- _EXCERPTED PASSAGE_
□ □ □ □ □
Our Fellows are involved in a variety of research projects, which are all related to the Rijksmuseum’s collection, its history and activities. The focus of their research may encompass any of the museum’s varied holdings, including Netherlandish paintings, sculpture, decorative arts, prints, drawings, photography and historical artefacts.
For general information on the Fellowship Programme, please visit this page.
Manon Castelle - Migelien Gerritzen Fellowship
As a Fellow at the Rijksmuseum, Dr. Manon Castelle investigates European bronze objects from the fifteenth to the nineteenth centuries. Her project focuses on iron-based structural reinforcements systematically used in the fabrication process of those objects. By performing an in-depth analytical study of those overlooked materials, her project aims to provide new insights into the historical and technological aspects of bronze artefacts.
Manon is a conservation scientist specialising in copper alloys in prehistorical and historical metallurgy. She received a PhD from the University of Versailles/Saint-Quentin-en-Yvelines (UVSQ) in 2016 for her work on French bronze statuary techniques in the period 1540-1660. She subsequently obtained a research contract to work on bronze artefacts excavated from the tomb of the Celtic prince of Lavau (fifth century BC, France). In 2017, as part of a post-doctoral project (at UVSQ), she carried out a study of copper-based seal matrices in the collections of the French National Archives and the Lyon Museum of Fine Arts. Manon is actively involved in the bronze technical studies community and she is a scientific member of the CAST:ING project (Copper Alloy Sculpture Techniques and history: International iNterdisciplinary group).
□ □ □ □ □
- _STORED ROWS_
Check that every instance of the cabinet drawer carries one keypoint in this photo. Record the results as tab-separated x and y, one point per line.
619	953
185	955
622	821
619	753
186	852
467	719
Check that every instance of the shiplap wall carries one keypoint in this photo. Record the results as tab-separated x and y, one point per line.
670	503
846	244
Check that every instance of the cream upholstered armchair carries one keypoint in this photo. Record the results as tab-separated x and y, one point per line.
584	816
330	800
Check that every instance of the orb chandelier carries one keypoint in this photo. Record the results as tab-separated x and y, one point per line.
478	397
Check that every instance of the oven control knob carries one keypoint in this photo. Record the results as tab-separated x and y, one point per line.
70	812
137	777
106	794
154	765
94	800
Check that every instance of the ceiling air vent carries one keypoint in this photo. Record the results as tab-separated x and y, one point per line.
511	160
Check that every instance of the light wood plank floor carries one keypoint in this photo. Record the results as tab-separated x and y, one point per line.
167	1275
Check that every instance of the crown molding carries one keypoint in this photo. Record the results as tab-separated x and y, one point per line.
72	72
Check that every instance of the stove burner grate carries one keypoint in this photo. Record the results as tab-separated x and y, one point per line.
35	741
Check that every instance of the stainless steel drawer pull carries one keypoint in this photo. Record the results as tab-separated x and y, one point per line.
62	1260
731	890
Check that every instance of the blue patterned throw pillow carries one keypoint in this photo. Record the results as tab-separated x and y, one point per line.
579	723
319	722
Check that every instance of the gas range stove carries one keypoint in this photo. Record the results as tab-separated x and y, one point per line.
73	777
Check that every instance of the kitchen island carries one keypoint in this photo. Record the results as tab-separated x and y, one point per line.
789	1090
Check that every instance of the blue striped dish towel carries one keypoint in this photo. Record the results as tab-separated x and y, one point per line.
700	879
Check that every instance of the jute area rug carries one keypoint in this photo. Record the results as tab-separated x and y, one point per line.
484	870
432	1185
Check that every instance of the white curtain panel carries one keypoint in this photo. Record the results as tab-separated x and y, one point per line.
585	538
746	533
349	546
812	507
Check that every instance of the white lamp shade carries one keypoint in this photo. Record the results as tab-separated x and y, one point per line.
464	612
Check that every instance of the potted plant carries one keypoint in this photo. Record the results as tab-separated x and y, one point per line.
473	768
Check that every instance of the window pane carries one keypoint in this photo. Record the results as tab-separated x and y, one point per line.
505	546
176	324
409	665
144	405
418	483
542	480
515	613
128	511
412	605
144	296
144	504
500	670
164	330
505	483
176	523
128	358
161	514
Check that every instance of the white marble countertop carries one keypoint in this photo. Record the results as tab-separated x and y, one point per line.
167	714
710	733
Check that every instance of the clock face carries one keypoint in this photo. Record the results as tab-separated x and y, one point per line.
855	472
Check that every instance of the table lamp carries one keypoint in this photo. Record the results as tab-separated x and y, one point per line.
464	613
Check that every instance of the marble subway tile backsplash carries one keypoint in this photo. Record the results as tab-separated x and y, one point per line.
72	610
□ □ □ □ □
- _THE REQUEST_
Write a continuation of the Rijksmuseum Fellows page, starting right after its last sentence, the one naming the CAST:ING project.

- _RESULT OF THIS EXERCISE_
Moorea Hall-Aquitania – Migelien Gerritzen Fellowship
Moorea Hall-Aquitania is a graduate of the master’s program in Technical Art History at the University of Amsterdam, where she focused on Dutch and Italian technical treatises, workshop practices, and painting technique. Her MA thesis, “The Italian Manner: Investigating the Use of Colored Grounds in Sixteenth-Century Italy” was supported by research at the Royal Netherlands Institute in Rome (KNIR) and the Dutch University Institute for Art History in Florence (NIKI). At the Rijksmuseum she will be researching the painting techniques of the Utrecht Caravaggisti—specifically their use of colored grounds and what that can reveal about import and exchange of Italian painting techniques in the Netherlands in the early seventeenth century.
Moorea obtained a BA in Art History and Italian from Vassar College in New York, during which she spent a year studying at the University of Bologna. Her studies at the University of Amsterdam were funded by the Walter N. Maguire Fellowship from Vassar College, where she also received the Frances Daly Fergusson Art Prize and the Weitzel Barber. In August 2019 Moorea will be a PhD candidate at the University of Amsterdam studying the spread of coloured grounds to the Netherlands 1550-1650 for the Down to the Ground project.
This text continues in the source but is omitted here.